___ Available data ___
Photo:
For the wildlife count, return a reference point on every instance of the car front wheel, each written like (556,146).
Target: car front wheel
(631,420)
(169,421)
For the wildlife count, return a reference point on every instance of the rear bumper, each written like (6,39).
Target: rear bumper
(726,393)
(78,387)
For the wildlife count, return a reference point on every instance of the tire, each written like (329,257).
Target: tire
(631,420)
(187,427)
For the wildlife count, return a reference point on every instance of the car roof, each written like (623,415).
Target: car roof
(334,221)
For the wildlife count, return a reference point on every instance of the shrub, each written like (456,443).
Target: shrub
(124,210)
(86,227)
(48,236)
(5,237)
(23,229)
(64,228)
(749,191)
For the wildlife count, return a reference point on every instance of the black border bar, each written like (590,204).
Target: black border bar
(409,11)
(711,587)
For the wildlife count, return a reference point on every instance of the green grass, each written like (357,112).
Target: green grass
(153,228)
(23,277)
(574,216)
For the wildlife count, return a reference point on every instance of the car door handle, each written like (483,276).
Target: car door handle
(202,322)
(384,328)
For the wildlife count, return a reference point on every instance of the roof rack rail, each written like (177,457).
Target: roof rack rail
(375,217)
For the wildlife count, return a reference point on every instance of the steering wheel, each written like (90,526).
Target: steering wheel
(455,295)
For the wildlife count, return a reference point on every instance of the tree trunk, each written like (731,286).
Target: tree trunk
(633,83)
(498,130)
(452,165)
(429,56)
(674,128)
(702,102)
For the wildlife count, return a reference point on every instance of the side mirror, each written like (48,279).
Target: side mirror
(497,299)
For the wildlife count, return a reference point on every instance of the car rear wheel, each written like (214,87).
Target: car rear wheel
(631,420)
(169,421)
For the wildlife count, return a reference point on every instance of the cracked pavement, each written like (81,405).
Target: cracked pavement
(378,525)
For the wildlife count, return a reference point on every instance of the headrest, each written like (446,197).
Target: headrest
___
▶ **Work to be completed**
Return only the exact lines from the opening of the records through the line that contains "written like (214,87).", both included.

▶ **Response area**
Photo:
For the wildlife count, return a reference point on every instance of the car front wheel, each written like (556,146).
Target: car front wheel
(631,420)
(169,421)
For the wildlife count, return a reference point on every instance of the rear bumper, each written like (6,39).
Target: rear bumper
(726,393)
(78,387)
For the wildlife count, return a reference point on every instance of the tire, each written like (329,257).
Target: tire
(631,420)
(187,427)
For the wildlife count, return a reference point on every instance of the car roof, each written like (623,415).
Target: car roof
(334,221)
For the wildlife count, return a reference point on every instance of the shrub, each written like (456,443).
Target: shrub
(124,210)
(86,227)
(48,236)
(5,237)
(23,229)
(64,228)
(749,191)
For the wildlife count, return a reference point on every instance of the black border bar, each written like (590,204).
Target: black border bar
(409,11)
(711,587)
For the wildlife count, return a reference point on every instance of the green grass, each written like (357,112).
Target: green grass
(153,228)
(23,277)
(574,216)
For the wildlife count, return a reference point on every instance of the car door handle, each written like (483,276).
Target: car door handle
(202,322)
(384,328)
For the wildlife count, return a reference point on every instance of the roof rack rail, each written like (177,457).
Target: roof rack rail
(375,217)
For the wildlife count, return a reference point on every instance of the steering wheel, each written like (90,526).
Target: steering wheel
(455,295)
For the wildlife count, return a reference point on every instance of the tree trunk, each written like (731,286).
Target: tree trunk
(633,83)
(498,130)
(452,165)
(429,56)
(674,128)
(702,102)
For the wildlife count, return a reference point on every instance of the side mirror, each written like (48,279).
Target: side mirror
(497,299)
For the wildlife count, return a reference point on every instance of the car rear wheel, each written like (214,87).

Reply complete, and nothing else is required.